Peer Review of Science is Not Science 9/2/20

Recently I submitted a research paper to a few journals.  The topic was examining if psychology journals are living up to their own standards of publishing.  The APA took the time a few years back to create Journal Academic Reporting Standards (JARS) for quantitative and qualitative research.

Because I have been looking for ways to increase exposure to science for the public and others without reasonable access behind the publishing paywall, I focused on the JARS for research abstracts.  Abstracts are a summary of the research.  For those without a subscription to the journal it is the only information they have on the research.  For those interested in informing the public outside of academia then, the abstract seems like a perfect place to consider investigating how well the scientific community conveys research to the public.

My research assistant and I decided to look at publications from both the APA and APS from 2019.  We chose the flagship journal from APS, Psychological Science and a prominent journal from APA, the Journal of Personality and Social Psychology.  The first task was to determine the sample size of journal articles needed.  It seemed a’ priori that maybe six months of articles would be a minimum.  It was quickly discovered that there was actually very little variance in the quality of the abstracts from APS so the most recent three issues were selected containing thirty-two articles.  The same lack of variability was observed for JPSP so only the most recent issue was included with ten manuscripts.

=======

ACTIVITIES →
1 – In the peer review post, which two journals did the author and the research assistant choose?
2 – For each statement, answer yes or no depending on whether the peer review post supports it, and quote the words that decide it.
(a) The APA made reporting standards for both quantitative and qualitative research.
(b) The study looked at publications from 2020.
(c) Six months of articles from JPSP were included.
3 – Repeat word for word the stretch of the peer review post from "My research assistant" through "with ten manuscripts.".
The listing after this point is separate material, unrelated to the peer review post.

DATASET RECORDS →
=======

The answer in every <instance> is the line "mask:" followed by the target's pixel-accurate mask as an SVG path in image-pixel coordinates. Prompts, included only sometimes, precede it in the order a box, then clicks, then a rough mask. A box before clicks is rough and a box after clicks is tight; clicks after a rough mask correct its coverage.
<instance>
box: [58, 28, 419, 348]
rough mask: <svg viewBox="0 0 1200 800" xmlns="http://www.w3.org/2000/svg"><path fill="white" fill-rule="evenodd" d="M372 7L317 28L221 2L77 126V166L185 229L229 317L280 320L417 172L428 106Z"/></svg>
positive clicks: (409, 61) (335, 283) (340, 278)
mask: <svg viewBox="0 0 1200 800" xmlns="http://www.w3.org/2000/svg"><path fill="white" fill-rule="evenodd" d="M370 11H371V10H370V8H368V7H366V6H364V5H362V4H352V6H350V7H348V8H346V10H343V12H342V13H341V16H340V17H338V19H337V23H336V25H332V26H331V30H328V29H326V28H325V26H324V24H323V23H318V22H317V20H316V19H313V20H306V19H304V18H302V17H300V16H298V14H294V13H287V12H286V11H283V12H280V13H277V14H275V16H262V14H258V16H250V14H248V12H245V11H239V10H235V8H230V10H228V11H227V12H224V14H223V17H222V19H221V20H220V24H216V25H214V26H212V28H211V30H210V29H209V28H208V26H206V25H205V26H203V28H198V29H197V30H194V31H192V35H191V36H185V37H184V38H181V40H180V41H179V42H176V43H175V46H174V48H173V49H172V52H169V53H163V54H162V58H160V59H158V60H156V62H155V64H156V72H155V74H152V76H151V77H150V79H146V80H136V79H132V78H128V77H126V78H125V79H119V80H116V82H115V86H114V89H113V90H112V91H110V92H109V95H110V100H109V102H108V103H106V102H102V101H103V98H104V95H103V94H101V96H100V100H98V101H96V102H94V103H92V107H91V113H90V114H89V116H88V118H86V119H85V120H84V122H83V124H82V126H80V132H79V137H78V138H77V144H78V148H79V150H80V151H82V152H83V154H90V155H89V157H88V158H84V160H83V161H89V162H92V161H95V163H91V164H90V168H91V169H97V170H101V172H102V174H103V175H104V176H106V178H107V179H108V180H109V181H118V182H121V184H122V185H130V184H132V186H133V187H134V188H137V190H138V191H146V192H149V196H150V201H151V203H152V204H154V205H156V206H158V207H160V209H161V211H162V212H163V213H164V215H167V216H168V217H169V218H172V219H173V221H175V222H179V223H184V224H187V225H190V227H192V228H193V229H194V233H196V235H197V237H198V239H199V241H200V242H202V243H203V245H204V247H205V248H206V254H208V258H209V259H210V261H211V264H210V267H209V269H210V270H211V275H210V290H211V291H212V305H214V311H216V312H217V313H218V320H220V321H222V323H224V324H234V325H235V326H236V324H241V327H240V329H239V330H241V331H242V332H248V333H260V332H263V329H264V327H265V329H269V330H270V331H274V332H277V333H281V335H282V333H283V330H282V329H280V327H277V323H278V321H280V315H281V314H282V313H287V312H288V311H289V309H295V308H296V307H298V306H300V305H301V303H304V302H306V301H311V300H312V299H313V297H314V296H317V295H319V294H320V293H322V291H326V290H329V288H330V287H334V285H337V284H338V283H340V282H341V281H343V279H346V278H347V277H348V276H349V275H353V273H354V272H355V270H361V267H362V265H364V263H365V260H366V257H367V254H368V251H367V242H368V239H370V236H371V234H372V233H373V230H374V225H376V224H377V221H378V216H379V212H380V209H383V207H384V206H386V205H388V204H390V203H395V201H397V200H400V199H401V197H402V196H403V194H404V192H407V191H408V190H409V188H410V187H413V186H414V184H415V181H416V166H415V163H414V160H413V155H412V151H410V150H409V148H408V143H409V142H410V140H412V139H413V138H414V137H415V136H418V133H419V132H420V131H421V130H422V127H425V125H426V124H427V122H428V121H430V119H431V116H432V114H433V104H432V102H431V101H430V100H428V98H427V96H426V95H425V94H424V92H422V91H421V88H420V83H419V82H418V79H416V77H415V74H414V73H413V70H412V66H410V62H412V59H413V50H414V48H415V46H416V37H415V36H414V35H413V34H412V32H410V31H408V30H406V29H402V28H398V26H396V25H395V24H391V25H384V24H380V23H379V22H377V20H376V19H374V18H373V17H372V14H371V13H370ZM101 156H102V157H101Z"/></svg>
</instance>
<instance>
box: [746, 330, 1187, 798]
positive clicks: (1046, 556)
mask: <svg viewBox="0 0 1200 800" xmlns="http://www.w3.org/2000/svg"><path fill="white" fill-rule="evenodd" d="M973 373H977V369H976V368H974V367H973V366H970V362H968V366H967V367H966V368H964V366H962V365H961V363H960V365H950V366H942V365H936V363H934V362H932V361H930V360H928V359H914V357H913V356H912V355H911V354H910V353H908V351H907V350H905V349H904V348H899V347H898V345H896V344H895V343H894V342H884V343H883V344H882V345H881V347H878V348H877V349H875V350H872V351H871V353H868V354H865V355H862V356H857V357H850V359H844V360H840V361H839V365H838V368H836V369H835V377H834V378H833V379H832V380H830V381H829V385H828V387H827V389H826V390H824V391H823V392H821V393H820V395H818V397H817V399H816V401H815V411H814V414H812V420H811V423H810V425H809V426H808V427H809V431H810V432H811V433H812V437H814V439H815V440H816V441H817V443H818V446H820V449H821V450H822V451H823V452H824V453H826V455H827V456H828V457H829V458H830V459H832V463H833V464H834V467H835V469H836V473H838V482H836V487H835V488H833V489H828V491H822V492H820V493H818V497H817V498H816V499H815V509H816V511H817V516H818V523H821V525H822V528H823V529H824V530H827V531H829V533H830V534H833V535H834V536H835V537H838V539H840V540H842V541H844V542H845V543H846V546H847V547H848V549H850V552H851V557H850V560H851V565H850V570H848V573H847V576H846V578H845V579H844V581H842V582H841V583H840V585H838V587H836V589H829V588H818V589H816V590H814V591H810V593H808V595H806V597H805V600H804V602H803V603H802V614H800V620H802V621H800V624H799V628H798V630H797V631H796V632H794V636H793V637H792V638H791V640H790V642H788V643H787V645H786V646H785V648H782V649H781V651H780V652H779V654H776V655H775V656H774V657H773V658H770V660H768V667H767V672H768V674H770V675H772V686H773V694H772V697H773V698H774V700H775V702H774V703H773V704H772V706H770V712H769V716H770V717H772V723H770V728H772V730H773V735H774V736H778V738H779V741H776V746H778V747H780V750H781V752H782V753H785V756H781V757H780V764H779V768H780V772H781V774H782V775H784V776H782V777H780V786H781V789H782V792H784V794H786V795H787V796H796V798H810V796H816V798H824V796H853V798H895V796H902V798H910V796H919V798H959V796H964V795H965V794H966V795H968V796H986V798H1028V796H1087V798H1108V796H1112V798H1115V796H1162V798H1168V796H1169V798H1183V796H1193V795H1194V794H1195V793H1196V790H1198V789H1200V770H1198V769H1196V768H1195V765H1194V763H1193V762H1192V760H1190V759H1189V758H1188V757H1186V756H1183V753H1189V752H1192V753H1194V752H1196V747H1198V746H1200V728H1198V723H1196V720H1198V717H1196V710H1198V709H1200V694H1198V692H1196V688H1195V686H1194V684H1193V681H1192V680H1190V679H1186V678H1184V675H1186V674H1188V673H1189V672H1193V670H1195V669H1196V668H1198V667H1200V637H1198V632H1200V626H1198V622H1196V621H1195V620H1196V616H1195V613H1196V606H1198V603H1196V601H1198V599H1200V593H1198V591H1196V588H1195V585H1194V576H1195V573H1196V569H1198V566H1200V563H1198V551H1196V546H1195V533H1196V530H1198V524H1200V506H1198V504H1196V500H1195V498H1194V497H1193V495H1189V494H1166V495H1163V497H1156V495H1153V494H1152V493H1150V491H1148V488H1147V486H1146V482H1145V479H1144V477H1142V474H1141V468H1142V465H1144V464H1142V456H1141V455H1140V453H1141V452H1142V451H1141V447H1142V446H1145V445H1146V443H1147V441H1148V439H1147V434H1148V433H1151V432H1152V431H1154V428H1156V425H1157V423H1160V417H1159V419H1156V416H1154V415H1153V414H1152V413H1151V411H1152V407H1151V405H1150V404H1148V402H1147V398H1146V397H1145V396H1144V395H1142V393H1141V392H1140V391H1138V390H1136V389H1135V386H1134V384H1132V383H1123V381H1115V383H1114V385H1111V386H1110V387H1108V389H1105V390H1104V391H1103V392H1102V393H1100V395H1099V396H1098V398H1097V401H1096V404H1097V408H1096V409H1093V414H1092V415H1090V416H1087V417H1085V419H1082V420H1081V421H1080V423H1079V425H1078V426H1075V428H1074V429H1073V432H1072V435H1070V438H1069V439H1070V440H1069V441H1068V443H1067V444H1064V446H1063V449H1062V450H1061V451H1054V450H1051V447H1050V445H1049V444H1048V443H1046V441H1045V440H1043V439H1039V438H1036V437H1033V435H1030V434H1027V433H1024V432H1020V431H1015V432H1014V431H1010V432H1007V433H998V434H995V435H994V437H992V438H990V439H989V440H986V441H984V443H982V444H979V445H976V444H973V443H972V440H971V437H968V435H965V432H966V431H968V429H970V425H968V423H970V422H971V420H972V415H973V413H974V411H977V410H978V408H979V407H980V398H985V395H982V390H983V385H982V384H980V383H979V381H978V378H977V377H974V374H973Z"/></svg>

=======

ANSWER SECTION →
1 – Psychological Science and the Journal of Personality and Social Psychology.

2 –
(a) Yes: "create Journal Academic Reporting Standards (JARS) for quantitative and qualitative research"
(b) No: "look at publications from both the APA and APS from 2019"
(c) No: "only the most recent issue was included with ten manuscripts"

3 –
My research assistant and I decided to look at publications from both the APA and APS from 2019.  We chose the flagship journal from APS, Psychological Science and a prominent journal from APA, the Journal of Personality and Social Psychology.  The first task was to determine the sample size of journal articles needed.  It seemed a’ priori that maybe six months of articles would be a minimum.  It was quickly discovered that there was actually very little variance in the quality of the abstracts from APS so the most recent three issues were selected containing thirty-two articles.  The same lack of variability was observed for JPSP so only the most recent issue was included with ten manuscripts.